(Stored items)
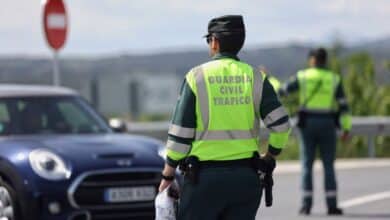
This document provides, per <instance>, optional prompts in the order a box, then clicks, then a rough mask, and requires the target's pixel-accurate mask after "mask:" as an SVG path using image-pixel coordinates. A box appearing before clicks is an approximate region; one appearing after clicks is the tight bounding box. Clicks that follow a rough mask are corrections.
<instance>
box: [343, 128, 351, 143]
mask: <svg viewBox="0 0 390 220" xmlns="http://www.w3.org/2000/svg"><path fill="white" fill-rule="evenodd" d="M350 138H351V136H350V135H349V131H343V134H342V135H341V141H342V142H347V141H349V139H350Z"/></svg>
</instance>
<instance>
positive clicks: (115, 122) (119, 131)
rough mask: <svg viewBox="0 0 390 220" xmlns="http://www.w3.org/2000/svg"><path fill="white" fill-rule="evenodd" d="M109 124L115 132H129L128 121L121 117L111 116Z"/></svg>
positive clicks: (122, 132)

WORK TASK - Excluding images, return all of the records above word for word.

RESPONSE TO THIS TASK -
This document provides, per <instance>, optional prompts in the order a box, then clicks, then a rough mask, and requires the target's pixel-accurate mask after "mask:" as an SVG path using image-pixel coordinates. A box appearing before clicks is an approximate region; one appearing after clicks is the tight bounding box. Clicks that follow a rough mask are corrections.
<instance>
box: [343, 128, 351, 143]
mask: <svg viewBox="0 0 390 220" xmlns="http://www.w3.org/2000/svg"><path fill="white" fill-rule="evenodd" d="M350 138H351V136H350V135H349V131H343V134H342V135H341V141H342V142H347V141H349V139H350Z"/></svg>
</instance>
<instance>
positive clicks: (115, 122) (119, 131)
rough mask: <svg viewBox="0 0 390 220" xmlns="http://www.w3.org/2000/svg"><path fill="white" fill-rule="evenodd" d="M109 124L115 132H129L128 121L121 117L111 116Z"/></svg>
positive clicks: (122, 132)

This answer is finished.